**WHAT TO WORK ON**
Whenever a line of the data below holds the string "socks", copy that line.

**SUPPLIED RECORDS**

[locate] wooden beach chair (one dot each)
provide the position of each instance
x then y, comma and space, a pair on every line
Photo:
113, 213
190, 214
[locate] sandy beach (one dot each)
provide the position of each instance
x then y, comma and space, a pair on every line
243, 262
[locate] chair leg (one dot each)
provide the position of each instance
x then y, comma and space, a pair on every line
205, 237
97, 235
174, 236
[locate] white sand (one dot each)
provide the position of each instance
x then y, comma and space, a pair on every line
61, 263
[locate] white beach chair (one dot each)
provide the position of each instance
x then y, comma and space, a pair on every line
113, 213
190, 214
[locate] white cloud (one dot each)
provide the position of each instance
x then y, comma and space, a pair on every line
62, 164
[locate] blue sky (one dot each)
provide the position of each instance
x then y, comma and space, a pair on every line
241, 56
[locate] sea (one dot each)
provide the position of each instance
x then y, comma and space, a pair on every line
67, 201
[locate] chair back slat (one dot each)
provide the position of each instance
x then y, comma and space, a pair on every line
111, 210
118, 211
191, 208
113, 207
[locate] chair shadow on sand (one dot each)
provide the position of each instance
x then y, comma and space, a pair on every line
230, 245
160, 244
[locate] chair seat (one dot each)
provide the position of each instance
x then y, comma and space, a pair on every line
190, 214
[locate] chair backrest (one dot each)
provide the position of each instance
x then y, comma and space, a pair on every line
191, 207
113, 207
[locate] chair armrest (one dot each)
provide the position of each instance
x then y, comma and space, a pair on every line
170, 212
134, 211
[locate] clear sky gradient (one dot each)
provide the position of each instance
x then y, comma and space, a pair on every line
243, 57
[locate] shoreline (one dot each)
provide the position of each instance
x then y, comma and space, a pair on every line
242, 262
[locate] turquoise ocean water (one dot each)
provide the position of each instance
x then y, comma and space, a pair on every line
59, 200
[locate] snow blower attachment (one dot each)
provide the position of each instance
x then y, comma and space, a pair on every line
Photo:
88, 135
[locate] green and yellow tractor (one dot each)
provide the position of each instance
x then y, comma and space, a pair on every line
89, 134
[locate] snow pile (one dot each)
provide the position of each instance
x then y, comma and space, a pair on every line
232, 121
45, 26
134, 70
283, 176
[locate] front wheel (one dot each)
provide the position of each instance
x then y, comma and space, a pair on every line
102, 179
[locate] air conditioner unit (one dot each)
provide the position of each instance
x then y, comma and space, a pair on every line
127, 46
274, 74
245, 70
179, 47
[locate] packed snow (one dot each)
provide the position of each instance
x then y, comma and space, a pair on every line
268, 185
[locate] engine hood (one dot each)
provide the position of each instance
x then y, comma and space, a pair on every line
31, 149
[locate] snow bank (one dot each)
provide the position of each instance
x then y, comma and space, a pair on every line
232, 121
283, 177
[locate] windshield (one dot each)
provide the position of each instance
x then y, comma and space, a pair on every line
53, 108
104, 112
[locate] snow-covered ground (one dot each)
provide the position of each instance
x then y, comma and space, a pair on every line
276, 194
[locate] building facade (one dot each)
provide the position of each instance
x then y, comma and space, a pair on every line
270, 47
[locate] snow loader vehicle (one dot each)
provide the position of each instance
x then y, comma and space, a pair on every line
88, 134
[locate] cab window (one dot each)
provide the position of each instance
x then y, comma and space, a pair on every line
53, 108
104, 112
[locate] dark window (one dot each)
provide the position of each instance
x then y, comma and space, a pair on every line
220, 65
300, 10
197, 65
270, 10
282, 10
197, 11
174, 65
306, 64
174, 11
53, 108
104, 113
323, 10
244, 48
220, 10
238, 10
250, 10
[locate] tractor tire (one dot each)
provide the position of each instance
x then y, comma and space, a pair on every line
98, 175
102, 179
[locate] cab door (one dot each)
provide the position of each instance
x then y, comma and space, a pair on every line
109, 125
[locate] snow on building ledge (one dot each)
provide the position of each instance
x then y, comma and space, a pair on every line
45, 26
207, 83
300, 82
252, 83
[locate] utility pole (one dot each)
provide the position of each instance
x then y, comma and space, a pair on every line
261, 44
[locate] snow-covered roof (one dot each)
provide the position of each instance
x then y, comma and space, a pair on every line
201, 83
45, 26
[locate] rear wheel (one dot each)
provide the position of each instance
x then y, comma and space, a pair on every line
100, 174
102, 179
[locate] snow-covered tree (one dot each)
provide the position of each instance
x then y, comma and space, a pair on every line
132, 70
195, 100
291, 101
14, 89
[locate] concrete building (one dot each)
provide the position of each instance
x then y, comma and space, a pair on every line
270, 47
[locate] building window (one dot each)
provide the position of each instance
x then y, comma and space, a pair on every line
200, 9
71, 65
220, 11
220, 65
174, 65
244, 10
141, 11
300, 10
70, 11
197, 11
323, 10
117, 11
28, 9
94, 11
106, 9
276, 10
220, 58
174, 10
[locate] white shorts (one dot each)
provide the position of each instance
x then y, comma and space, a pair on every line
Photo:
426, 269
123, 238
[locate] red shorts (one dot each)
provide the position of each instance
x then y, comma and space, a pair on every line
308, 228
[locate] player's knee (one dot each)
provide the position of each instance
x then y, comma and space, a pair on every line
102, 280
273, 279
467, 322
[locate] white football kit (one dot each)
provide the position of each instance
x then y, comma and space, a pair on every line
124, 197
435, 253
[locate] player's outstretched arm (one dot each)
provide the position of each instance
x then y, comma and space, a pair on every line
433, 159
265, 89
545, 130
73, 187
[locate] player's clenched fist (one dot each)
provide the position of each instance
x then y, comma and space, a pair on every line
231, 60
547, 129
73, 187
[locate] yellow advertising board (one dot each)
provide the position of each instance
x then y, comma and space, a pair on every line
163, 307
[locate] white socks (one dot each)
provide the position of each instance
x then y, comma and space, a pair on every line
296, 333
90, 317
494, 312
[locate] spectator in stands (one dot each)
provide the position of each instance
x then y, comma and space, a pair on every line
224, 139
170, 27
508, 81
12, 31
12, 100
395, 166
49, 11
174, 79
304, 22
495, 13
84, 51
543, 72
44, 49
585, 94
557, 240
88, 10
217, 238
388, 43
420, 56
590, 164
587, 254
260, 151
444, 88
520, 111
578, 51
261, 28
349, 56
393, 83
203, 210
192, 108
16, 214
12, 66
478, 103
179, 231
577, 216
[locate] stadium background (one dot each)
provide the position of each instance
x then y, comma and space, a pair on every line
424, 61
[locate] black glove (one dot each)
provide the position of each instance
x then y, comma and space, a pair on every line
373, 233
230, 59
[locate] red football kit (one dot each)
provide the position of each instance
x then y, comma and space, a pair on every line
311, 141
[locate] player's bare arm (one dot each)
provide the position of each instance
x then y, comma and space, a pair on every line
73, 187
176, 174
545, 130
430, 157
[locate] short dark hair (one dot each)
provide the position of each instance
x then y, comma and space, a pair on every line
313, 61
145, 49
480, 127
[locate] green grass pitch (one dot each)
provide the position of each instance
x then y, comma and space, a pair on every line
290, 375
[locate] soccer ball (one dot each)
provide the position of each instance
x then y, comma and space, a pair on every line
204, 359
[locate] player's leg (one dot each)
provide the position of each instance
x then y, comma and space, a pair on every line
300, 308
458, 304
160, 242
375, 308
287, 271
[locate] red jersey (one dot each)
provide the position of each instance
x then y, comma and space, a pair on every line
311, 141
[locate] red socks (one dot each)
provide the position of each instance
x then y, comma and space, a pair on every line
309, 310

**REPLY**
[locate] white socks (one dot each)
[locate] red socks (one dot each)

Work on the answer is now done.